> _Page text_
___
More new Gastronomy Program students for fall
It is“back to school” season at Boston University. Approximately 25 new students will be enrolling as new candidates for the MLA in Gastronomy or the Food Studies Graduate Certificate. Here is an introduction to four more students who will join us this fall.
Sharddha Kommineni was born and raised in Dubai and comes from a proud South Indian family, where everyone loves their jar of pickles. She completed her undergrad in Computer Science Engineering, and has now realized it’s time she made her dreams come true and so, has applied for Masters in Gastronomy. Her love for cooking started as a child when she first smelled the aromas in her grandmother’s house back in India. Although, coming from a South Indian family full of Engineers, she was compelled into studying Engineering. She can bake all day if given the chance, and loves cooking traditional South Indian food all whilst eating her mom’s dosas as often as she can.
Sanaya Kondaskar grew up in Mumbai, a bustling metropolitan city in India, where food is an astonishing hodgepodge of diverse spices and aromas and where street delicacies are an integral part of the daily routine. As a child, cooking was Sanaya’s favorite hobby, her suave grandmother the mentor and the kitchen her laboratory. After moving to the US in 2009, Sanaya graduated with a Masters degree in Occupational Therapy from Tufts University. Working as a certified occupation therapist since then, Sanaya co-authored a handwriting book called ‘Planet L’ that serves to help children with learning disabilities. In 2015, Sanaya was selected as an Open Style Lab Fellow at MIT, where she helped design adaptive clothing for people with physical disabilities.
___
> _Required work_
(A) Translate this sentence from the page about new Gastronomy Program students into Spanish: "After moving to the US in 2009, Sanaya graduated with a Masters degree in Occupational Therapy from Tufts University."
(B) Reproduce the part of the page about new Gastronomy Program students starting with "More new Gastronomy" and going on through "us this fall.".

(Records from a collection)
___
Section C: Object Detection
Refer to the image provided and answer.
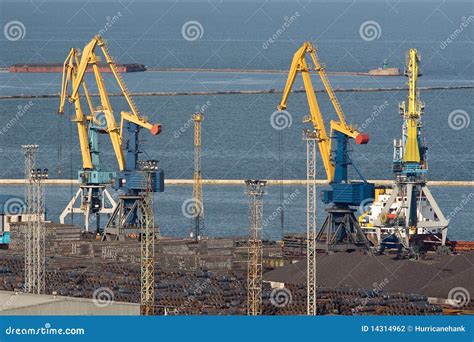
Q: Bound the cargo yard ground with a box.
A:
[0,178,474,187]
[0,85,474,100]
[0,224,474,315]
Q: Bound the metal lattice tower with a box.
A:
[245,180,267,316]
[191,112,204,241]
[303,130,317,316]
[139,160,158,316]
[22,145,48,294]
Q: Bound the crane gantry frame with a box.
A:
[58,36,162,236]
[277,42,374,315]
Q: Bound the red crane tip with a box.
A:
[150,124,162,135]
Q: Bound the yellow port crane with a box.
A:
[277,42,374,315]
[277,42,369,182]
[58,36,163,232]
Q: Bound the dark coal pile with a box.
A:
[264,248,474,298]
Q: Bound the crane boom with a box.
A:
[277,42,369,182]
[59,36,161,171]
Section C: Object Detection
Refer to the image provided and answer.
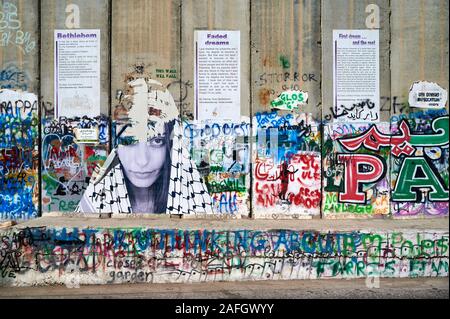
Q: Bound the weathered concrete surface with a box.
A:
[0,216,449,287]
[0,277,449,299]
[22,215,449,231]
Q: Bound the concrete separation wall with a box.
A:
[0,218,449,287]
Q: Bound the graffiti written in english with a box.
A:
[255,72,318,86]
[183,122,250,139]
[0,64,29,91]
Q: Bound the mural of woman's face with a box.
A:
[117,137,167,188]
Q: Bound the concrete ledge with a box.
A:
[0,277,449,303]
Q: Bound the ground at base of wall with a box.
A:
[0,277,449,300]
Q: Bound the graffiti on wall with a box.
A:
[323,116,449,217]
[252,111,321,218]
[0,2,36,54]
[0,89,39,220]
[41,116,109,212]
[0,227,449,285]
[183,118,251,217]
[322,123,390,218]
[391,115,449,217]
[0,64,30,91]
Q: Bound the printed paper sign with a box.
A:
[194,30,241,122]
[333,30,380,122]
[408,81,447,109]
[55,29,100,117]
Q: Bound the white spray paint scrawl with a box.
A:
[408,81,447,109]
[270,90,308,111]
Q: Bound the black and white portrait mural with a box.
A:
[77,76,212,214]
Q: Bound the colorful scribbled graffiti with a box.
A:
[252,111,321,218]
[183,118,251,217]
[0,89,39,220]
[0,227,449,286]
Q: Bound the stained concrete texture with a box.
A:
[0,277,449,300]
[14,214,449,231]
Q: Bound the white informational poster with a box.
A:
[55,29,100,117]
[333,30,380,122]
[194,30,241,122]
[408,81,447,109]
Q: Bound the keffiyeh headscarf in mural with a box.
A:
[77,78,212,214]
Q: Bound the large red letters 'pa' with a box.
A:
[338,154,385,204]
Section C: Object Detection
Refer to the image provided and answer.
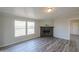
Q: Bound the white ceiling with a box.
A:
[0,7,79,19]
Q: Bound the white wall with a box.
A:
[54,19,70,40]
[70,20,79,35]
[39,20,54,26]
[0,14,39,47]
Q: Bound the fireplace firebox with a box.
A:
[40,27,53,37]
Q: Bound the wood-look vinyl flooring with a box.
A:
[0,37,76,52]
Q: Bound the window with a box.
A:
[15,20,26,37]
[27,21,35,35]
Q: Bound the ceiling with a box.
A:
[0,7,79,20]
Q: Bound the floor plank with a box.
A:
[0,37,76,52]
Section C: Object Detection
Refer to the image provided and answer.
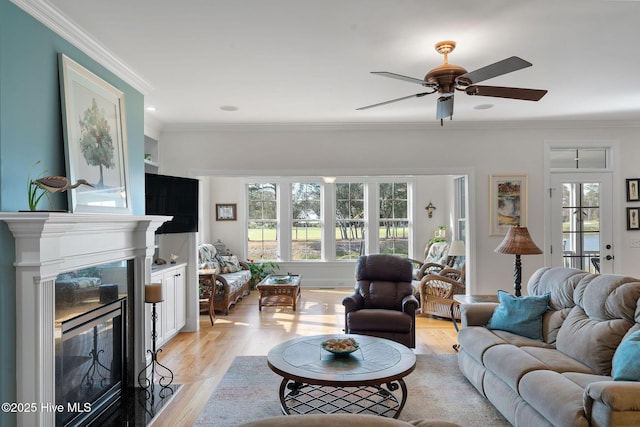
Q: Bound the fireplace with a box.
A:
[55,260,133,426]
[0,212,170,426]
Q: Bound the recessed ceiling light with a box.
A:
[473,104,494,110]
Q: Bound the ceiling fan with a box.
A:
[358,40,547,125]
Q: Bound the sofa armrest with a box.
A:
[460,302,499,328]
[342,294,364,314]
[402,295,420,316]
[584,381,640,414]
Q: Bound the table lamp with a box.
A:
[447,240,466,267]
[495,226,542,297]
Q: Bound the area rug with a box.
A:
[194,354,510,427]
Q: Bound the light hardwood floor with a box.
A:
[152,287,457,427]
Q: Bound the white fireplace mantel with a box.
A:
[0,212,171,426]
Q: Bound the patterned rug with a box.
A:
[194,354,510,427]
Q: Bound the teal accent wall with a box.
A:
[0,0,144,425]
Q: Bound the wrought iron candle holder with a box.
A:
[138,283,173,389]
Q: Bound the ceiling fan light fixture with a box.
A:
[358,40,547,125]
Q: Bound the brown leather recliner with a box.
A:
[342,254,419,348]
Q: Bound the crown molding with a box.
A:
[161,120,640,133]
[11,0,153,95]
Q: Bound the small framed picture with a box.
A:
[627,208,640,230]
[627,178,640,202]
[489,174,527,236]
[216,203,237,221]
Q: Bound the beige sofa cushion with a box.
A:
[556,275,640,375]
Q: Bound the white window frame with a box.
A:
___
> _Solved tasks_
(A) Después de mudarse a Estados Unidos en 2009, Sanaya se graduó con una maestría en Terapia Ocupacional de la Universidad Tufts.

(B)
More new Gastronomy Program students for fall
It is“back to school” season at Boston University. Approximately 25 new students will be enrolling as new candidates for the MLA in Gastronomy or the Food Studies Graduate Certificate. Here is an introduction to four more students who will join us this fall.